(Referring expression data)
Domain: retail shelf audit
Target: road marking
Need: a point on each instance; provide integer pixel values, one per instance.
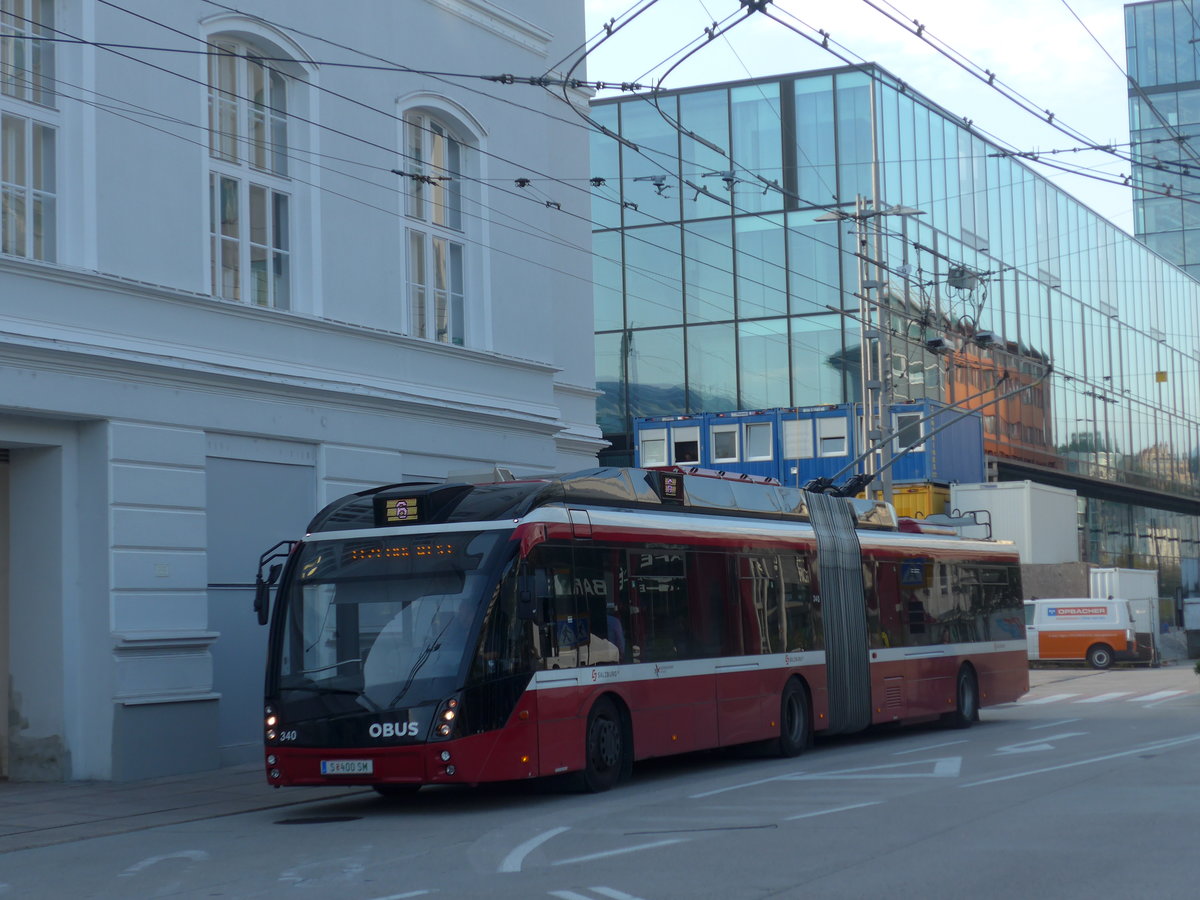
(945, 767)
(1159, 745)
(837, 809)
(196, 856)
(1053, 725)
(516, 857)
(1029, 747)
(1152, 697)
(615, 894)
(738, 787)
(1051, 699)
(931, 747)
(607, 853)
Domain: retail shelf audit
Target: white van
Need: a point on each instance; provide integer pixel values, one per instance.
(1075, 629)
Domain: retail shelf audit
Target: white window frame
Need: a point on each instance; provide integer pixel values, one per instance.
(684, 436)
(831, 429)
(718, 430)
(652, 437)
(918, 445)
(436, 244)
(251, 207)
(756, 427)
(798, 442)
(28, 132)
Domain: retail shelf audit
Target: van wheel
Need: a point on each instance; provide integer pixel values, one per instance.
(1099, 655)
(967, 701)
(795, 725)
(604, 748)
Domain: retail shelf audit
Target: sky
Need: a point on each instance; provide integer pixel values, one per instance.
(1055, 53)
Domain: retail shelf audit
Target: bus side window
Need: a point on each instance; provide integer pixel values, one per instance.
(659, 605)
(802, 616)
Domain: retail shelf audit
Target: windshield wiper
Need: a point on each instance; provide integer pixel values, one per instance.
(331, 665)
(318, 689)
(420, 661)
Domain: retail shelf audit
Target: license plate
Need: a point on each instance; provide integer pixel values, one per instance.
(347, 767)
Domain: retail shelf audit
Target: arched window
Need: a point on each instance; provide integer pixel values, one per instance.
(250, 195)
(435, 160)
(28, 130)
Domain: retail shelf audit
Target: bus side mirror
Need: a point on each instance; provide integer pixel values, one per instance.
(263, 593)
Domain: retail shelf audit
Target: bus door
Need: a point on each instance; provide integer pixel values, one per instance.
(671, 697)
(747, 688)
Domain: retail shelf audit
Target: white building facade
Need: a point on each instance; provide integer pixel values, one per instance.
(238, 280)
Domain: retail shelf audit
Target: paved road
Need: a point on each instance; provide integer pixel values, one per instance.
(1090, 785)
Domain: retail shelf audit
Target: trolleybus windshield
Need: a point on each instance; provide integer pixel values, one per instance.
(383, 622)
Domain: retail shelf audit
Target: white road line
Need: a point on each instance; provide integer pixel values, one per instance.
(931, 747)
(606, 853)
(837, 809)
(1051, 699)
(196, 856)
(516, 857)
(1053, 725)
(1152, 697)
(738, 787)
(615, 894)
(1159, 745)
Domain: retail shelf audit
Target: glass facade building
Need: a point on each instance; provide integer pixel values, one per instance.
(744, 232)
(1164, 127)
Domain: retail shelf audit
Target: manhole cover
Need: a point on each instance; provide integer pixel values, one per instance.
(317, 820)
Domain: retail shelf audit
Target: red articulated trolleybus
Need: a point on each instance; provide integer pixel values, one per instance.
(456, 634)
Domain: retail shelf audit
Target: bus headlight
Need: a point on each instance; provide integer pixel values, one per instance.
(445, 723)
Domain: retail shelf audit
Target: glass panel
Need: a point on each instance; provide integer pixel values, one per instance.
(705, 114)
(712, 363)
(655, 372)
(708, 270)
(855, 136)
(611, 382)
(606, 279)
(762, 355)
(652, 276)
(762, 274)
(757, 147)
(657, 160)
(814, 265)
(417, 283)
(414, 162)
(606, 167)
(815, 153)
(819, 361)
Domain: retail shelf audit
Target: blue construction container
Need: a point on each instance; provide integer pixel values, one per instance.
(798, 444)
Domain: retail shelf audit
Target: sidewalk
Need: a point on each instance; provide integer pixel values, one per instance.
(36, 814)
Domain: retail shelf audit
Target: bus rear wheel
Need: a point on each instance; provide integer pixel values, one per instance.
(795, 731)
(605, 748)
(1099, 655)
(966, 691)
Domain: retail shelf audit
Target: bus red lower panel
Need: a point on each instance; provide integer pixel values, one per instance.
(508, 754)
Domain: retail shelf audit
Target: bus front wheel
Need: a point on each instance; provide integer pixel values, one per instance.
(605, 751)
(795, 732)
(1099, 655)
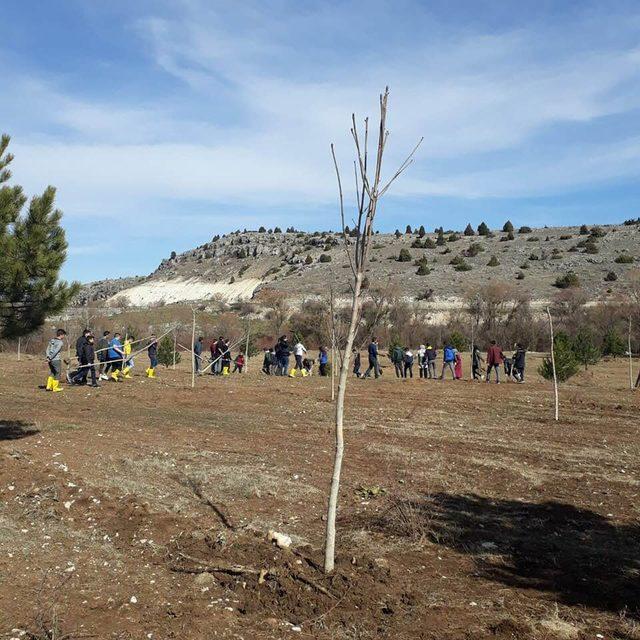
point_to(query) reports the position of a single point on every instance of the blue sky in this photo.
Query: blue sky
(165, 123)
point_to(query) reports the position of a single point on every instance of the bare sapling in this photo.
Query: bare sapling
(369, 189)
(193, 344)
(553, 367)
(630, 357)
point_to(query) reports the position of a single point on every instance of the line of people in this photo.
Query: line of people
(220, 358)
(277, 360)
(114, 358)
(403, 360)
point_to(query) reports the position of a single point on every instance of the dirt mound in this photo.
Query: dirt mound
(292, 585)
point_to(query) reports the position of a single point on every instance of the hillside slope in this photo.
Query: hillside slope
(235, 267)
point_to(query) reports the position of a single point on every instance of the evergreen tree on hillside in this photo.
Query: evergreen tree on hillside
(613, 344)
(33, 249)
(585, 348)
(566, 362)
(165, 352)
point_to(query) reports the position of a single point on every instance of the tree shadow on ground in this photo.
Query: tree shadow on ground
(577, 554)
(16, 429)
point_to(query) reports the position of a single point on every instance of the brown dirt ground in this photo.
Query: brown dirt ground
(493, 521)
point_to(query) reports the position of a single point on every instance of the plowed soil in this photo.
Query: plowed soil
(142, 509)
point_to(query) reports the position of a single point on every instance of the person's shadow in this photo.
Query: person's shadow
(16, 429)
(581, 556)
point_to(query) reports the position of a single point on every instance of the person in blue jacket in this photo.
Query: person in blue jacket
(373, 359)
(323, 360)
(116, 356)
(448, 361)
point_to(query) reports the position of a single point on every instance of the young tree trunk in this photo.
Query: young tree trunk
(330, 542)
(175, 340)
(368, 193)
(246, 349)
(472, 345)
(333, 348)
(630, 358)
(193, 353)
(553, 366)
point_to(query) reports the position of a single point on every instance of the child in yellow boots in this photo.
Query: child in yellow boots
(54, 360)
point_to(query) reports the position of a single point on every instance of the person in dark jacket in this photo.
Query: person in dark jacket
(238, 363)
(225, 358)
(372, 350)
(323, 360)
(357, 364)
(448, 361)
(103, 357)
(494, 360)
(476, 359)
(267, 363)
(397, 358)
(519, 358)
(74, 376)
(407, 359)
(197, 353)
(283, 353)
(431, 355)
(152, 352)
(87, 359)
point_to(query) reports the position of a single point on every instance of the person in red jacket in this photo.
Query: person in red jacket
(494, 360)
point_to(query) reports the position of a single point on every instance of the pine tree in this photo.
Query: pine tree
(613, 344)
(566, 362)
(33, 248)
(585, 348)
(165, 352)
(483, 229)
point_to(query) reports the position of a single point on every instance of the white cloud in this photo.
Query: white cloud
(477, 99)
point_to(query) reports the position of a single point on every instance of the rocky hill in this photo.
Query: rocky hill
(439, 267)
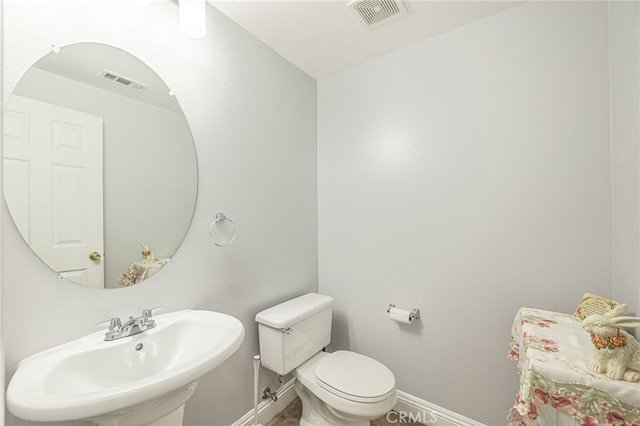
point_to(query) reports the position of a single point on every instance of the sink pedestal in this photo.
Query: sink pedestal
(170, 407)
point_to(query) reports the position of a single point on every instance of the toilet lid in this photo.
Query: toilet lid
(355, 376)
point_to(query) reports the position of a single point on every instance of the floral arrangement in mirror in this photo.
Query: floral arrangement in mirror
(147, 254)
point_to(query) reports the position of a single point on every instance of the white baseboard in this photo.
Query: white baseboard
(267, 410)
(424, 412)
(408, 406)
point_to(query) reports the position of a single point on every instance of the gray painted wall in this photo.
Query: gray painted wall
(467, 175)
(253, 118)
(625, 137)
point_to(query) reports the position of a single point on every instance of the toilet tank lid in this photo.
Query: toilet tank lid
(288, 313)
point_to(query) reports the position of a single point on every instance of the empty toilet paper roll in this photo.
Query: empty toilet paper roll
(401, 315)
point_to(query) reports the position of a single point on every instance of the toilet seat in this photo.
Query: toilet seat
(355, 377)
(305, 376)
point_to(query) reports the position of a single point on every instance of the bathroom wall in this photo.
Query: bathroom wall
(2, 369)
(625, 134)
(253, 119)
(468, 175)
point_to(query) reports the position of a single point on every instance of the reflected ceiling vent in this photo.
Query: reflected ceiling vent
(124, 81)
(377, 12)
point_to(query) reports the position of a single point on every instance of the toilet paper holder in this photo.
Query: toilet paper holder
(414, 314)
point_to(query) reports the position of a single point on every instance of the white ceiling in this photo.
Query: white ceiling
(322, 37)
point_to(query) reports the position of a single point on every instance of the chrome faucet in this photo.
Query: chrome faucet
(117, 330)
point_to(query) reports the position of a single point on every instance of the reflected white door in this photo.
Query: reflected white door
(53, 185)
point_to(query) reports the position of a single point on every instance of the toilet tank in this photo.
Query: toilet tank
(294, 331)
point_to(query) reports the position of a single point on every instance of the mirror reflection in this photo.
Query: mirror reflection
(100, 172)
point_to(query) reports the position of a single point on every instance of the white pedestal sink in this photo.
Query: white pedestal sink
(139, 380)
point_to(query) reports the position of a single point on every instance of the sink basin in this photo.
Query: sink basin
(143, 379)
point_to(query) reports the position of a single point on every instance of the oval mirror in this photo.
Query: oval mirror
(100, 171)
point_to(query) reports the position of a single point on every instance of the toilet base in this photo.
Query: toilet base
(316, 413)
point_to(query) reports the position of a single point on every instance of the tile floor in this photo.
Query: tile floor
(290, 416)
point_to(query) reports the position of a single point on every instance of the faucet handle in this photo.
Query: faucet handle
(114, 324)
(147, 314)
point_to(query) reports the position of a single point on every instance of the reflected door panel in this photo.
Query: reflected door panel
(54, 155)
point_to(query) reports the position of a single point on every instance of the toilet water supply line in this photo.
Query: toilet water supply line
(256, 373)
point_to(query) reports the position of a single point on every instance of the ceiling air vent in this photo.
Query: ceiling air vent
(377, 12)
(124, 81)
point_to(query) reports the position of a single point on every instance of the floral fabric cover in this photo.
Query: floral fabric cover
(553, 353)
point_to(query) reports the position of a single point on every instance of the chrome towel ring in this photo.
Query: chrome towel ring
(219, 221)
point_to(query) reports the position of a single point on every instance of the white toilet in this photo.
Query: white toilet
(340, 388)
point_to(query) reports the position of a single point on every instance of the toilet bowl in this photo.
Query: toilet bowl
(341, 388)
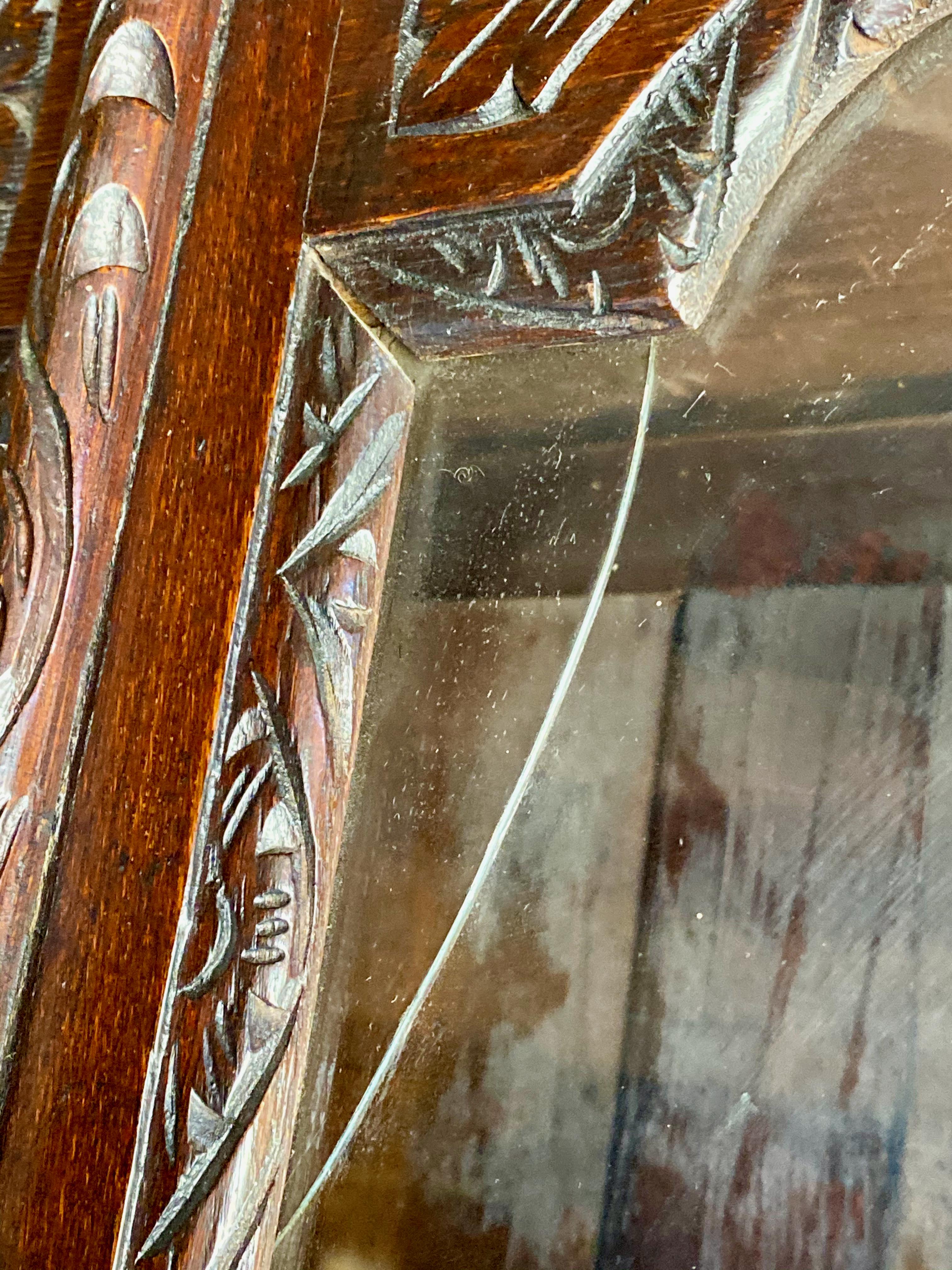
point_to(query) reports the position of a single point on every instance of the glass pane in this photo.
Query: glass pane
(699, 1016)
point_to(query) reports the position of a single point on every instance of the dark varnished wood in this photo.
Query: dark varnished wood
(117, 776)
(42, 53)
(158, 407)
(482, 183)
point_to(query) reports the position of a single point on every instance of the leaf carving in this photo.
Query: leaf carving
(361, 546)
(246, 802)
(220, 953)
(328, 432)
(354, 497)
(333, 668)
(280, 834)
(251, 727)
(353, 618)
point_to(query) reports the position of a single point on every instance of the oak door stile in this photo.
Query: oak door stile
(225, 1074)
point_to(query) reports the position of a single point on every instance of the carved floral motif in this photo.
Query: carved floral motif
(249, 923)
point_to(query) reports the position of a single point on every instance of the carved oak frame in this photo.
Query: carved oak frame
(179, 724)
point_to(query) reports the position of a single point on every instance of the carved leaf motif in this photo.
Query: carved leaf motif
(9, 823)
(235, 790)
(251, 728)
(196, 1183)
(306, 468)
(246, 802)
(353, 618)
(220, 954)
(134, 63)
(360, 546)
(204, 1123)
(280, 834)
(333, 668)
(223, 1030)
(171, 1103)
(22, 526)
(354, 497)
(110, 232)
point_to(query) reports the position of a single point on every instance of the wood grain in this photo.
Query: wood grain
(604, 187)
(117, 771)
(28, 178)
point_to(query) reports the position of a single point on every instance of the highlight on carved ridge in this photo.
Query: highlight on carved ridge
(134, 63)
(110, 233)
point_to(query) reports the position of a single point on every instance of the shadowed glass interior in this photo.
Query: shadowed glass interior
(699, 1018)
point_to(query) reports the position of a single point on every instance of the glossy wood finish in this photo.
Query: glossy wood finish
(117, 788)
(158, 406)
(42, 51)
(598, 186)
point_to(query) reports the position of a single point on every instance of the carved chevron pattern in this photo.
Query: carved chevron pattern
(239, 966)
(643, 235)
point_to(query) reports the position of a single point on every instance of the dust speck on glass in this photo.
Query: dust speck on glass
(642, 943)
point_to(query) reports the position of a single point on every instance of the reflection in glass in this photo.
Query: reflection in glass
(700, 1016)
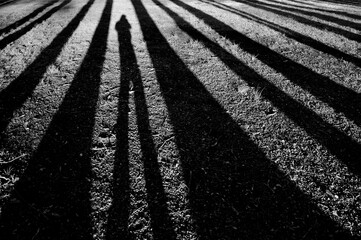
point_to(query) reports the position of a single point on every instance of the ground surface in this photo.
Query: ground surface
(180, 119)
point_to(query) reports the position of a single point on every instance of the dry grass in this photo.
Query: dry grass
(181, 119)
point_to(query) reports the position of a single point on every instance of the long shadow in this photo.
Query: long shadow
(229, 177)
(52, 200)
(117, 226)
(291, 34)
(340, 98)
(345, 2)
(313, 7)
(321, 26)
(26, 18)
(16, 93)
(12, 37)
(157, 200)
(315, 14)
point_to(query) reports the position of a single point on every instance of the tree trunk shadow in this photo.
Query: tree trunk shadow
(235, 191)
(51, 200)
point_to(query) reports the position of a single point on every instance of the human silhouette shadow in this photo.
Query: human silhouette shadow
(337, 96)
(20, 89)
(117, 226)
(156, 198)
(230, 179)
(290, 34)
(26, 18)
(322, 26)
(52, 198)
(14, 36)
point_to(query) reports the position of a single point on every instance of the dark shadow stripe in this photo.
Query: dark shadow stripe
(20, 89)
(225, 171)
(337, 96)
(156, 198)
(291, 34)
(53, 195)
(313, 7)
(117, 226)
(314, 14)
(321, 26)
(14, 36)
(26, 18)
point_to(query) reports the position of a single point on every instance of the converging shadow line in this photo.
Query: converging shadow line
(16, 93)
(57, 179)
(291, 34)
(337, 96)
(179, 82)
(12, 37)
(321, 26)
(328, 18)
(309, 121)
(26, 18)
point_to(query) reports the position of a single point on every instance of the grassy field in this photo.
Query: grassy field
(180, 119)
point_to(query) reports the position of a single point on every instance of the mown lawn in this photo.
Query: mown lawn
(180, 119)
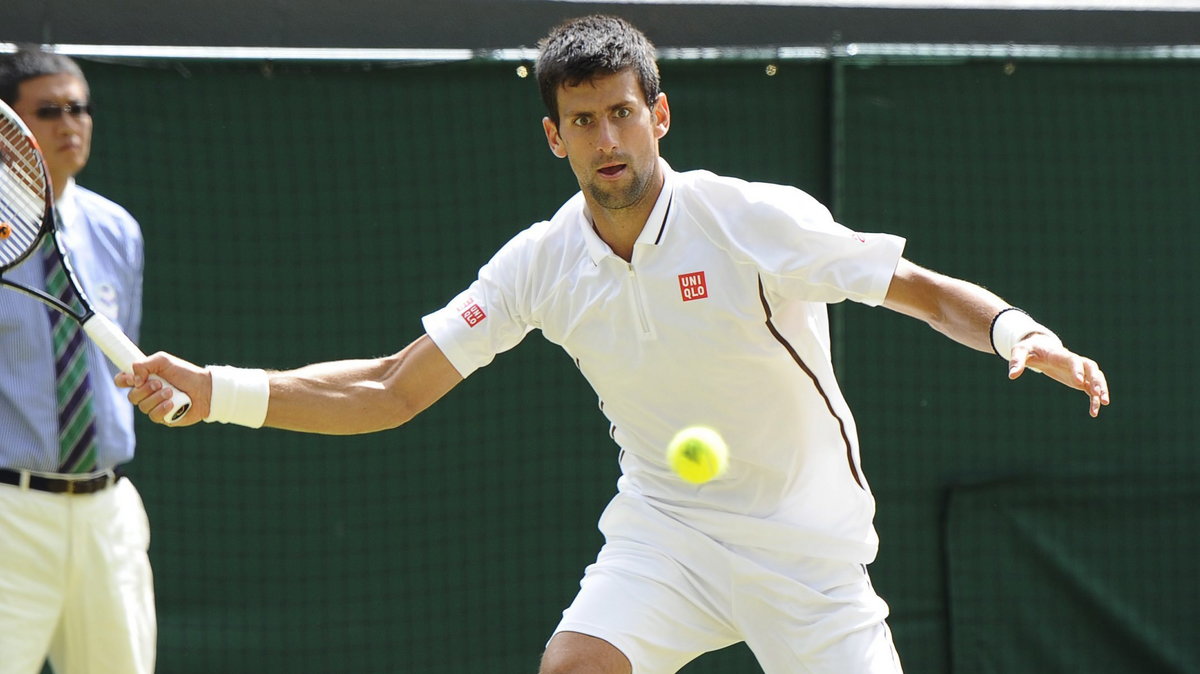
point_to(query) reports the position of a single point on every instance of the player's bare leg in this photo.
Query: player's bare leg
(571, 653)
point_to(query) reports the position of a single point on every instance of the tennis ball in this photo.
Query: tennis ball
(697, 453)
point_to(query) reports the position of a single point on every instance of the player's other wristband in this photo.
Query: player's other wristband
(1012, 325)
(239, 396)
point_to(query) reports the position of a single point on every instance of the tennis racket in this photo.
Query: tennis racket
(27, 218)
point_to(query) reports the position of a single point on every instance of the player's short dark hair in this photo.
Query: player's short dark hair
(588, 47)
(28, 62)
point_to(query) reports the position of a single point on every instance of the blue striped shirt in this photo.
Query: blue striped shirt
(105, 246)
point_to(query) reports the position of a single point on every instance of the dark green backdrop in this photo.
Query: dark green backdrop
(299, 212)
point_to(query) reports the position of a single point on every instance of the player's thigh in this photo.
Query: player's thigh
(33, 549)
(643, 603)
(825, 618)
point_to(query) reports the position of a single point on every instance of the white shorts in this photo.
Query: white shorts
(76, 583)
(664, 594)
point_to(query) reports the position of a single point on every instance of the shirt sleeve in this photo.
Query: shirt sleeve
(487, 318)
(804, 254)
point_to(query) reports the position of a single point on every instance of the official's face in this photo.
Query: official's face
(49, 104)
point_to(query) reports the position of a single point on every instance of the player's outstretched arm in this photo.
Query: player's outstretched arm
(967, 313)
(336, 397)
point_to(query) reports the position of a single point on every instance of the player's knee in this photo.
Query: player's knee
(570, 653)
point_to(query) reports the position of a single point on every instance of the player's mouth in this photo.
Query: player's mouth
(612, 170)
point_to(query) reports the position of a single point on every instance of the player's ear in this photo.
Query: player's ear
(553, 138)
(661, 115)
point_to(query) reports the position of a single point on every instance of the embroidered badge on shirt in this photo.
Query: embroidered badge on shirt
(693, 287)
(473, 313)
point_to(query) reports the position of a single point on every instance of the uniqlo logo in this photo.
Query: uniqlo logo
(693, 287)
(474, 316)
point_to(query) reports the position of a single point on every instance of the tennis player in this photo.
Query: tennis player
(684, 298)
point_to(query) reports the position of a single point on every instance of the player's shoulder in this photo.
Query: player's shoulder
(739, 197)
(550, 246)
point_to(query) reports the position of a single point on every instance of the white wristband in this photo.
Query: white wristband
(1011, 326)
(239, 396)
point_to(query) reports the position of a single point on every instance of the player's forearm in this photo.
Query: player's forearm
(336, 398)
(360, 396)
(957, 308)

> WHAT THE TASK REQUIRES:
The answer must be the lines from the first one in the records through the line containing "Target: windshield wiper", copied exactly, with no pictures.

> ANSWER:
Domain: retail shelf audit
Target: road marking
Need: a point on each instance; provide integer pixel values, one per instance.
(945, 767)
(1159, 745)
(837, 809)
(196, 856)
(1053, 725)
(516, 857)
(1029, 747)
(1152, 697)
(615, 894)
(738, 787)
(1051, 699)
(931, 747)
(607, 853)
Domain: retail shelf audit
Target: white van
Need: a point on each instance; provide integer pixel values, one per instance.
(1075, 629)
Domain: retail shelf audit
Target: white window frame
Need: a point on each instance; provide integer pixel values, one per instance.
(684, 436)
(831, 429)
(718, 430)
(652, 437)
(918, 445)
(436, 244)
(251, 207)
(756, 427)
(798, 442)
(28, 132)
Domain: retail shelf audit
Target: van wheel
Need: a point on each instance; provide integer pixel values, one per instance.
(1099, 655)
(967, 701)
(795, 725)
(604, 748)
Domain: retail shelf audit
Target: sky
Need: a point on each instance; provide integer pixel values, one per instance.
(1055, 53)
Domain: retail shelf audit
Target: bus side window
Need: a point on each instance; provide integer pixel values, one per instance.
(659, 605)
(802, 616)
Domain: retail shelf audit
Target: windshield wiper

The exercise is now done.